◆ DATA LINES
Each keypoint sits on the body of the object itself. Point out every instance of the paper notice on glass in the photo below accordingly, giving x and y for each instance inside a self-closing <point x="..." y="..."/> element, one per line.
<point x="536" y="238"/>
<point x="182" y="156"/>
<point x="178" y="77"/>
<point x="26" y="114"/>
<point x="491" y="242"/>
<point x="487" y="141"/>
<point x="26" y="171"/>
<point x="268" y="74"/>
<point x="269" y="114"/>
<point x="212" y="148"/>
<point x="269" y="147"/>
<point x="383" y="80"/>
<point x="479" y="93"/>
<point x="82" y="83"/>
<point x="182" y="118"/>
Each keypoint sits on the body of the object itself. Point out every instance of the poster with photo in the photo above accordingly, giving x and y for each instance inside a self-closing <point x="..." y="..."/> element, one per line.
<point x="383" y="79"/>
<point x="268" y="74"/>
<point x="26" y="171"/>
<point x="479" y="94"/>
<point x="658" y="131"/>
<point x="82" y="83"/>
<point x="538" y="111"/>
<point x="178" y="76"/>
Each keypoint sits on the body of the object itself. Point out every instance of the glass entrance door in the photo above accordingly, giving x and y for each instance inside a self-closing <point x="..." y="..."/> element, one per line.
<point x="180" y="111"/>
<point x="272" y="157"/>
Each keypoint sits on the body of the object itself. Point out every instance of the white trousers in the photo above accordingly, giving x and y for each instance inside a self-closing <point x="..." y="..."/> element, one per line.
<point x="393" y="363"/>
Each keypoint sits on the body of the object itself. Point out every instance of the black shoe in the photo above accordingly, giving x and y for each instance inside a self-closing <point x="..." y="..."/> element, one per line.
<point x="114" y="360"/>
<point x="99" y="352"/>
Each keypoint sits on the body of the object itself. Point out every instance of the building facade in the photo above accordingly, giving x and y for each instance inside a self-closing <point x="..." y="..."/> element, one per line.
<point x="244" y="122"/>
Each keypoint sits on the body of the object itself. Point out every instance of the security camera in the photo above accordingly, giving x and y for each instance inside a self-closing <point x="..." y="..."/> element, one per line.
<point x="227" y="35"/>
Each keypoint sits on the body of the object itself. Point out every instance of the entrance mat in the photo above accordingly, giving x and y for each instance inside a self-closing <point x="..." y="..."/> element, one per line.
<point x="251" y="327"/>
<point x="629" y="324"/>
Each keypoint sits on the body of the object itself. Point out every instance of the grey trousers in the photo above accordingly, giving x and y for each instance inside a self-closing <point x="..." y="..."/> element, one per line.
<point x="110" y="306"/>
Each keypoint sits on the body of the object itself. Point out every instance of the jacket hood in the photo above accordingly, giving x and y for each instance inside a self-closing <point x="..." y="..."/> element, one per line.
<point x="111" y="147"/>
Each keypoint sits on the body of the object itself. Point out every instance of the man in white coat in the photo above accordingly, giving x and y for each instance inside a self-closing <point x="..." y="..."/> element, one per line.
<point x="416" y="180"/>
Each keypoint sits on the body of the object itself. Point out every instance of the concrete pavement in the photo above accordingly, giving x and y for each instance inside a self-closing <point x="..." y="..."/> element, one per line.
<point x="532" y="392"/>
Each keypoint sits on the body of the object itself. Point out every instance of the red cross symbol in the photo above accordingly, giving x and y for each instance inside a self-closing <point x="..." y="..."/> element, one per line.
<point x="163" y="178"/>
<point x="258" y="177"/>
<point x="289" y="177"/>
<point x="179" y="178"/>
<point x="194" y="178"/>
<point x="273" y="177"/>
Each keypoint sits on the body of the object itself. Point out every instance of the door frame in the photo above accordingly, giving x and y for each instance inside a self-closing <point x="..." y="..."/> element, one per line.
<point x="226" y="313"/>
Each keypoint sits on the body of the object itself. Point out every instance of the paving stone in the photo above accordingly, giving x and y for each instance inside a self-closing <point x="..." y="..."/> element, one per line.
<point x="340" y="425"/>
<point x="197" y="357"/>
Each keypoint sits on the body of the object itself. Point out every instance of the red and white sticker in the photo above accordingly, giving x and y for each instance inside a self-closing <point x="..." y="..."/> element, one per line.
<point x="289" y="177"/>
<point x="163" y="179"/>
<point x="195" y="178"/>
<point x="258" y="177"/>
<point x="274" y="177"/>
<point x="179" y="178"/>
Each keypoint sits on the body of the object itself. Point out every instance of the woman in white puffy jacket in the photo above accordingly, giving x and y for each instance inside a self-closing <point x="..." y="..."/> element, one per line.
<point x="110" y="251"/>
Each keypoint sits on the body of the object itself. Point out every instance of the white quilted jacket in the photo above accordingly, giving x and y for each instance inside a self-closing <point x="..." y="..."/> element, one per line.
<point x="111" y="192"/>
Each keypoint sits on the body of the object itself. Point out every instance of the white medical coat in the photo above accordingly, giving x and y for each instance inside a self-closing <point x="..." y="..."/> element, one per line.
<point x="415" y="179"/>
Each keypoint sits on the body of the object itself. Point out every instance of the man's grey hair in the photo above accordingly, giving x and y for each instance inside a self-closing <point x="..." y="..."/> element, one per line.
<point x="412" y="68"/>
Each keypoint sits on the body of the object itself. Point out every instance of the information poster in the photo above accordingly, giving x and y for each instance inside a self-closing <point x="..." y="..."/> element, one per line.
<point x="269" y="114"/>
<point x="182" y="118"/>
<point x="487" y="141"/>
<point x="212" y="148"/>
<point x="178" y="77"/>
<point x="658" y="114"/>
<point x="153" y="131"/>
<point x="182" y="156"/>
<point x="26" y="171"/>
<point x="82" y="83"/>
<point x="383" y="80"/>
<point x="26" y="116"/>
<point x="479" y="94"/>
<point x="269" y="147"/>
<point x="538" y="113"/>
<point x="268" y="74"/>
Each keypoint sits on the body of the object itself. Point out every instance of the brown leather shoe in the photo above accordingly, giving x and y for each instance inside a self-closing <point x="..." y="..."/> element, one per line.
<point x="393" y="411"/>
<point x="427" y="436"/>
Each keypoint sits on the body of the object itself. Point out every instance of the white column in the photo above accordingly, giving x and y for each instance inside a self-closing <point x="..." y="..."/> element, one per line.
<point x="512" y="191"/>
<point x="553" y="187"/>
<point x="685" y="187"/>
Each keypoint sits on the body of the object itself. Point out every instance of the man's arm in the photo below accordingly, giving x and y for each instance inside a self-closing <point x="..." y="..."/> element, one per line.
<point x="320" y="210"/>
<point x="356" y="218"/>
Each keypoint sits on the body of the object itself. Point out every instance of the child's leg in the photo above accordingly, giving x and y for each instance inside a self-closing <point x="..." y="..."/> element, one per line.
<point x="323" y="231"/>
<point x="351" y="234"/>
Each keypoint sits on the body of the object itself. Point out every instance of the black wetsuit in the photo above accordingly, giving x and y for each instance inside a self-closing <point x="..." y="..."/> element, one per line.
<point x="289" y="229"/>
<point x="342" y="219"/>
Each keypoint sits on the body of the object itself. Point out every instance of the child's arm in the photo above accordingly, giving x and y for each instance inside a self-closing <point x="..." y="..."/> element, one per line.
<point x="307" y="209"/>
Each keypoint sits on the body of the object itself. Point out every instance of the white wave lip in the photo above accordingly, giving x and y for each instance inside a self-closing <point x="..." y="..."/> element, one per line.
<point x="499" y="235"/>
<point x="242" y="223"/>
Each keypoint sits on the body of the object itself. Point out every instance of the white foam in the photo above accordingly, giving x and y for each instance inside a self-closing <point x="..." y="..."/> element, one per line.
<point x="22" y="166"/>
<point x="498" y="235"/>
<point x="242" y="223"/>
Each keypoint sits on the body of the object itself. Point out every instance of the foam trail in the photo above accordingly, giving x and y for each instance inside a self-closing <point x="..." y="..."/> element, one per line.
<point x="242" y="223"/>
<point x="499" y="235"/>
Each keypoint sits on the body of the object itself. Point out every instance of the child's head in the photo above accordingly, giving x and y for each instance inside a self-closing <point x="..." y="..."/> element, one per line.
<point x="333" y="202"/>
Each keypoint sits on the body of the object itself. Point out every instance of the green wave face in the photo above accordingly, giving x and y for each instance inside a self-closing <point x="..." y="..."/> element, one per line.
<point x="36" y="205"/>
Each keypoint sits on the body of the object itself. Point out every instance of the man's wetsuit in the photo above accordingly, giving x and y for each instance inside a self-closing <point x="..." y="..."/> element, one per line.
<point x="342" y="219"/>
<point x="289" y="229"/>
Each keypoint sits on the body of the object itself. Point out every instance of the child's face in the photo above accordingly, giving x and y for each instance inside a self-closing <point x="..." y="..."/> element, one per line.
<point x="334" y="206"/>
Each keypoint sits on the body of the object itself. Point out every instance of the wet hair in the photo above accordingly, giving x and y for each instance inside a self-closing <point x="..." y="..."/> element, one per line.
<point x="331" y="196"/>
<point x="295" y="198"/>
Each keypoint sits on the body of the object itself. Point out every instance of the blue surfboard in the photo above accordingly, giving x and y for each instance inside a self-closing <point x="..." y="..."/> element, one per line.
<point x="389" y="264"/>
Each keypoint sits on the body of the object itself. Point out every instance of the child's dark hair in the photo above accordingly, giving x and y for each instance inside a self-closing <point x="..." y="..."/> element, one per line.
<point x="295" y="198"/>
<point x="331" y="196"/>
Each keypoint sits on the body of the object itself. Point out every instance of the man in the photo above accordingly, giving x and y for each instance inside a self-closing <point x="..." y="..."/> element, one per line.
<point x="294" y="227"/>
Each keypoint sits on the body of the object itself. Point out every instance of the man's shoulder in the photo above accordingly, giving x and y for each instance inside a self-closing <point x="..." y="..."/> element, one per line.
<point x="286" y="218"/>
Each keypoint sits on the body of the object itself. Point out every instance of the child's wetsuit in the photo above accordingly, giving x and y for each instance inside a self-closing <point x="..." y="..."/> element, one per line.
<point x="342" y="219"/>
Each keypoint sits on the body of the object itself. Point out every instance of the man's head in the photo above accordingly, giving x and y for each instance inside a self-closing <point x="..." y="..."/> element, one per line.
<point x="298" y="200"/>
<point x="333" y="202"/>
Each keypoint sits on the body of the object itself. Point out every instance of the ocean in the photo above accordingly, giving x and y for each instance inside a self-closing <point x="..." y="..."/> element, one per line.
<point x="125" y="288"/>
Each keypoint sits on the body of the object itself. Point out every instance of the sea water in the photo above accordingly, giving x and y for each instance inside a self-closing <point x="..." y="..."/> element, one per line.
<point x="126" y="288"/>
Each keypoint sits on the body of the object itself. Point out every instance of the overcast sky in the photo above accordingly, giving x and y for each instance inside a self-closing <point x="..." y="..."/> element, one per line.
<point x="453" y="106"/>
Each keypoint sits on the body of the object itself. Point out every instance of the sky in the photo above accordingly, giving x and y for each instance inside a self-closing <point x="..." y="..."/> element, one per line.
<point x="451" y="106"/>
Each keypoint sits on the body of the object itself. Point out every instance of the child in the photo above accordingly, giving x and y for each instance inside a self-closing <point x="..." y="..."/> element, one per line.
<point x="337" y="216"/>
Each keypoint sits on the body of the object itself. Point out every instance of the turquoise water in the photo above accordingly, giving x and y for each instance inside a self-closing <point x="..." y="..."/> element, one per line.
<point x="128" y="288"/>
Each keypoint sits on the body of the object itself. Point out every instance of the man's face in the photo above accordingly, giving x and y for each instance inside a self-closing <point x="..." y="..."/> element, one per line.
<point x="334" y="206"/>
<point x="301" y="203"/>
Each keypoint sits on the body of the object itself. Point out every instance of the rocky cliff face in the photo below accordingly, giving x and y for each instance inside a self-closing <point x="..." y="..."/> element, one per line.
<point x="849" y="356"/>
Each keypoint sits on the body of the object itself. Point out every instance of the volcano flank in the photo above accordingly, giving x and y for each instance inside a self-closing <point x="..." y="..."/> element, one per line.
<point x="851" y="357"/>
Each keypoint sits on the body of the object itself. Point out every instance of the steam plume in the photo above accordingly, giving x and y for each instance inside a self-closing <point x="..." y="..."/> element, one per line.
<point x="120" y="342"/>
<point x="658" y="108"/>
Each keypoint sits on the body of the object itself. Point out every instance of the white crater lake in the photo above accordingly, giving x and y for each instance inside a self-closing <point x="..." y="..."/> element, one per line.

◆ TASK TO CARRY OUT
Set down, exactly and in full, the lines from the one containing "of the rocky" through the end of the entries; no other line belongs.

◆ EXPECTED ANSWER
Each keypoint sits on the body of the object itself. Point out every instance of the rocky cliff face in the photo below accordingly, giving x and y for each instance inside a self-closing <point x="..." y="..."/> element, one per line.
<point x="849" y="356"/>
Each keypoint sits on the body of the object itself. Point out every instance of the volcano flank in the photo above accordingly, giving x and y for each instance inside a self-closing <point x="..." y="..."/> element, one per line.
<point x="851" y="357"/>
Each keypoint sits on the body of the object itself. Point out every instance of the steam plume in the photo above accordingly, giving x and y for each instance inside a self-closing <point x="..." y="..."/> element, one per line.
<point x="120" y="342"/>
<point x="658" y="108"/>
Each keypoint sits on the body of the object itself. Point out every instance of the white crater lake in the photo above accordingly, giving x and y for each instance inside a self-closing <point x="..." y="..."/> element, one per line.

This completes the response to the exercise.